RECORDS TO PROCESS:
————

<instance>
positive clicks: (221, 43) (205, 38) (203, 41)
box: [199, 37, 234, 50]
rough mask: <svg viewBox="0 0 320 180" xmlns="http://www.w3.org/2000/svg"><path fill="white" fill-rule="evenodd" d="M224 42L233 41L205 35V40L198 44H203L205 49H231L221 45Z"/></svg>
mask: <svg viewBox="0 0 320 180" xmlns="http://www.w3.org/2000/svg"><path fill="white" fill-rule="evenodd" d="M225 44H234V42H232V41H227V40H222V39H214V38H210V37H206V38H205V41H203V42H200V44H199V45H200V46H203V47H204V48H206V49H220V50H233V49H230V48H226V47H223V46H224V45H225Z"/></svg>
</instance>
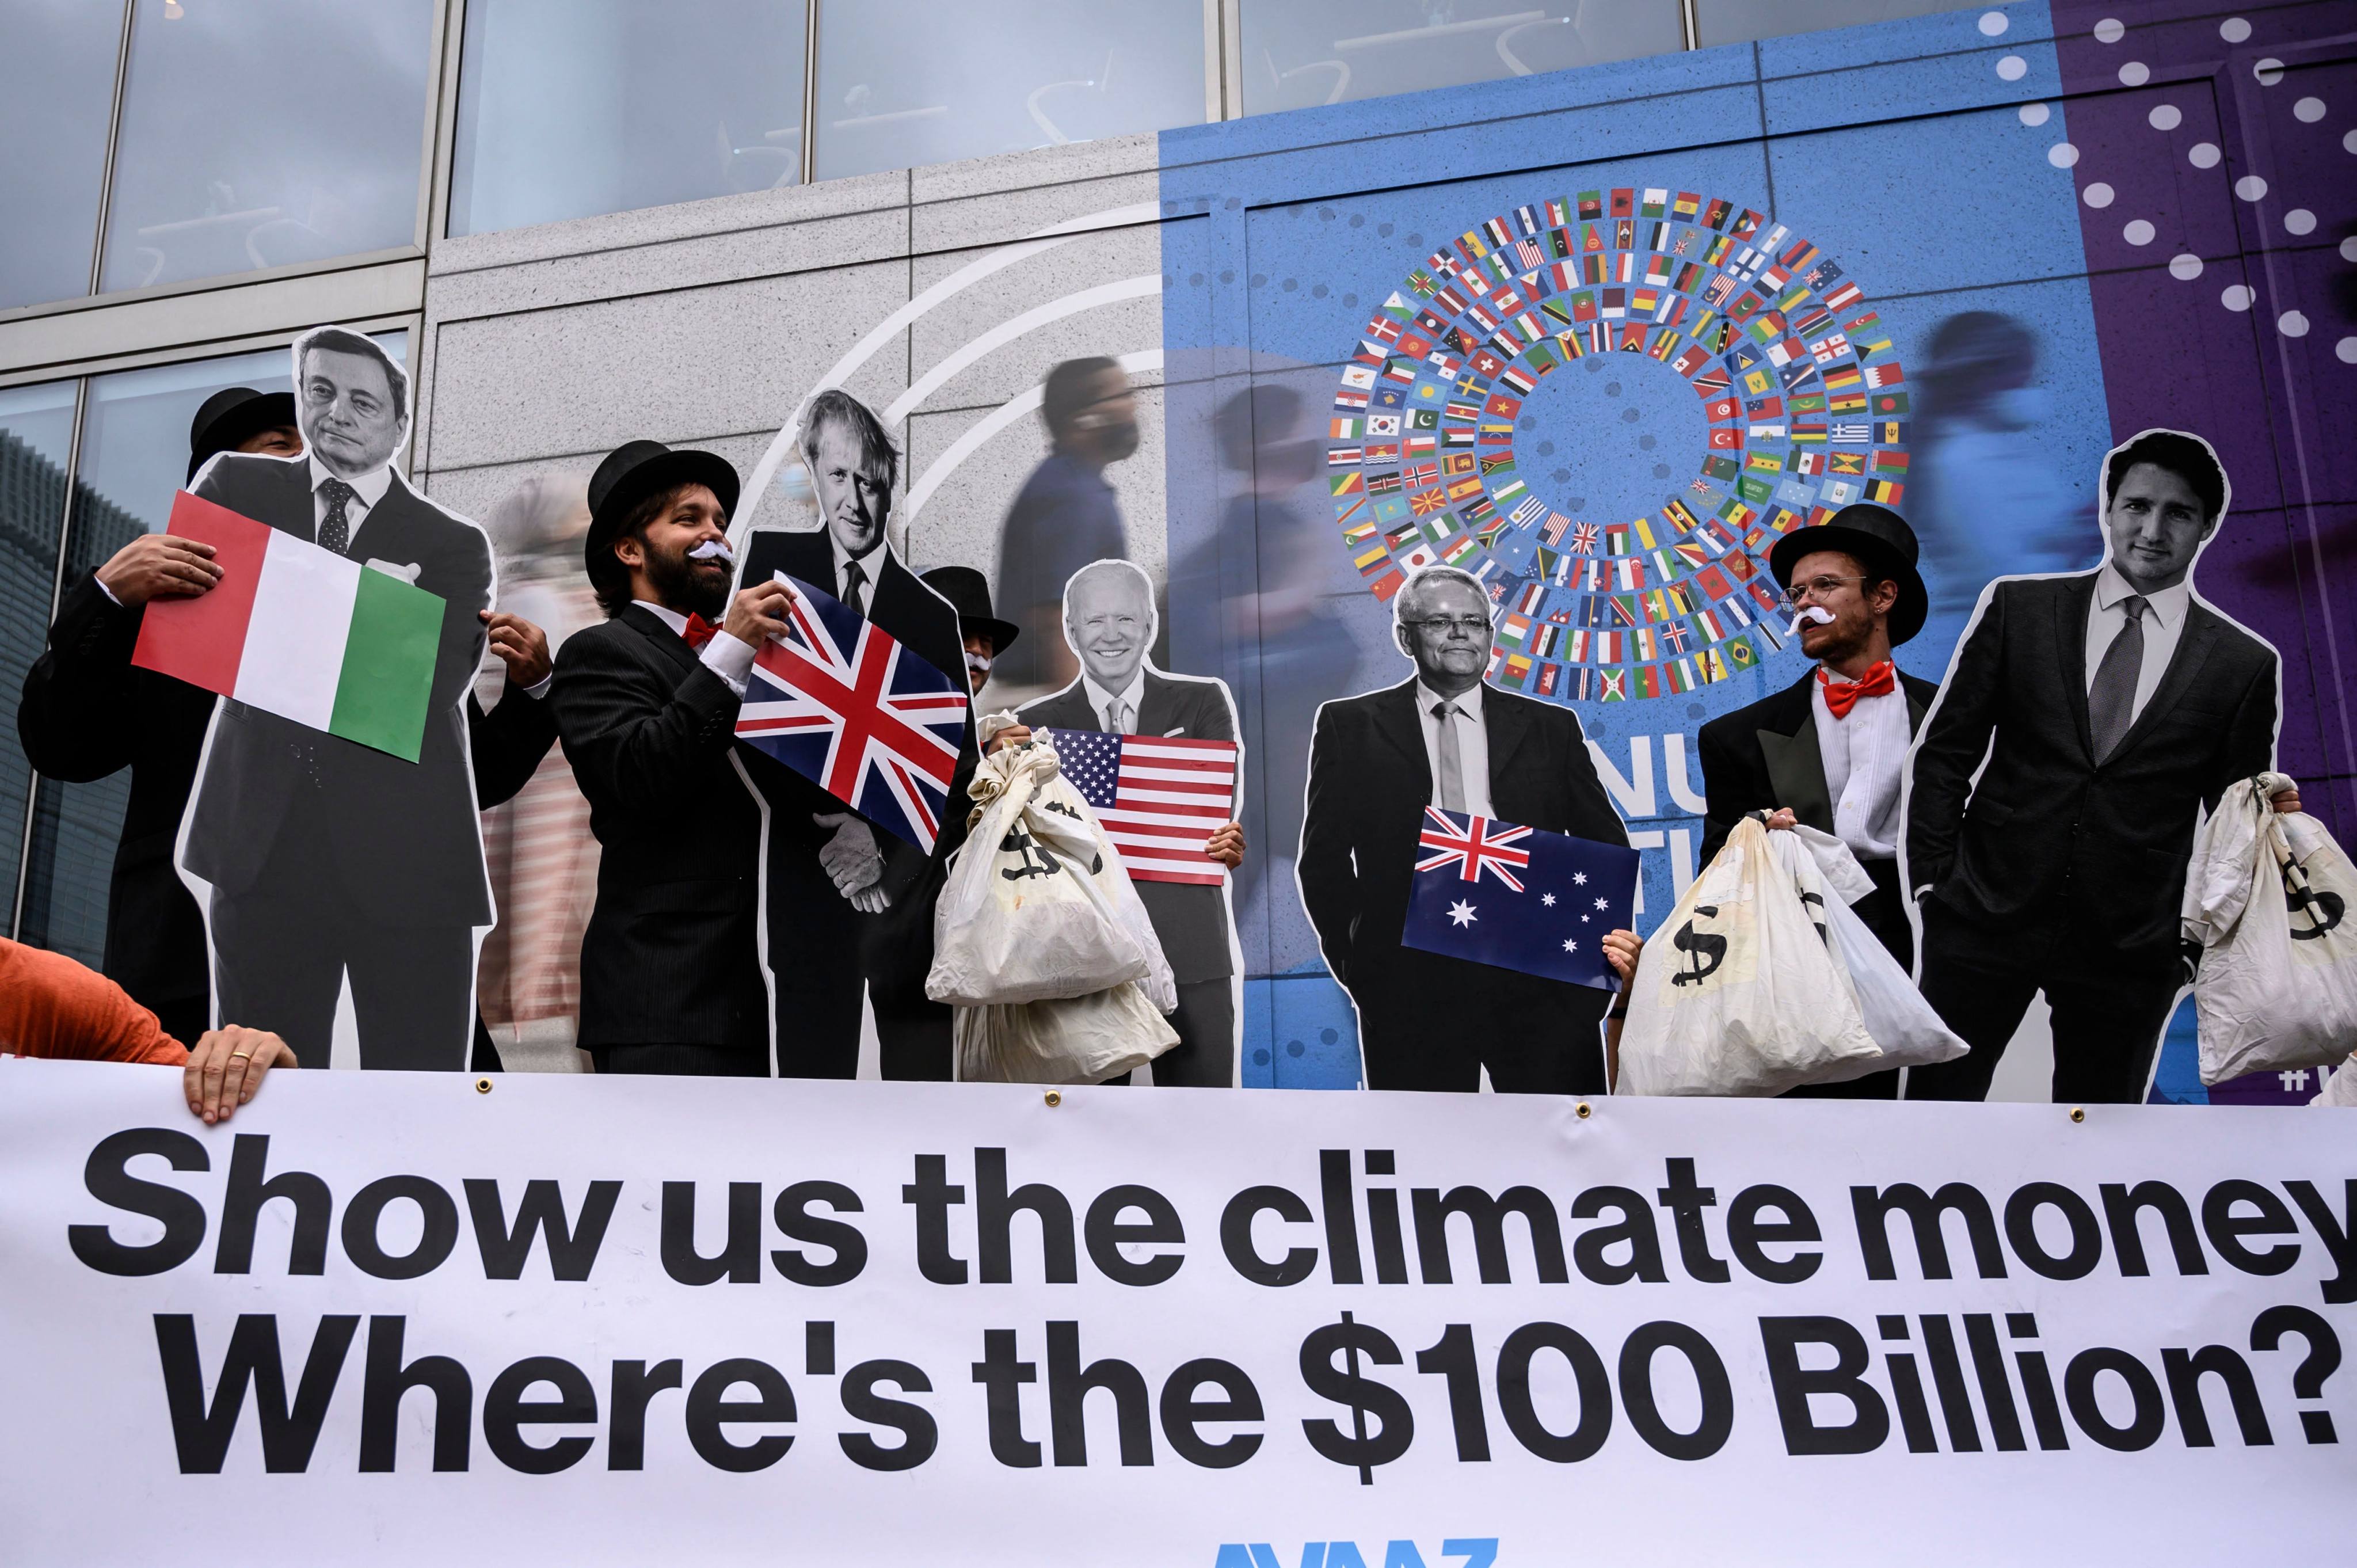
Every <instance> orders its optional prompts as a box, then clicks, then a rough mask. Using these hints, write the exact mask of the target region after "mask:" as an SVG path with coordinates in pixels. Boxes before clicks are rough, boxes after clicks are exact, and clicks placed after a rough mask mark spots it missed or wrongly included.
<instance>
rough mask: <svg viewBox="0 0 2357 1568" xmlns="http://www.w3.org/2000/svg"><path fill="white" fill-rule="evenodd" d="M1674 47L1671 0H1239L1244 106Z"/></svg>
mask: <svg viewBox="0 0 2357 1568" xmlns="http://www.w3.org/2000/svg"><path fill="white" fill-rule="evenodd" d="M1683 47H1685V24H1683V21H1681V17H1678V0H1541V2H1539V5H1532V0H1244V38H1242V68H1244V113H1268V111H1270V108H1306V106H1310V104H1346V101H1351V99H1374V97H1384V94H1386V92H1417V90H1421V87H1457V85H1461V83H1487V80H1497V78H1501V75H1534V73H1539V71H1565V68H1570V66H1596V64H1603V61H1607V59H1633V57H1638V54H1666V52H1673V50H1683Z"/></svg>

————

How many lines of the listing above carry the string "instance"? Report that number with no other text.

4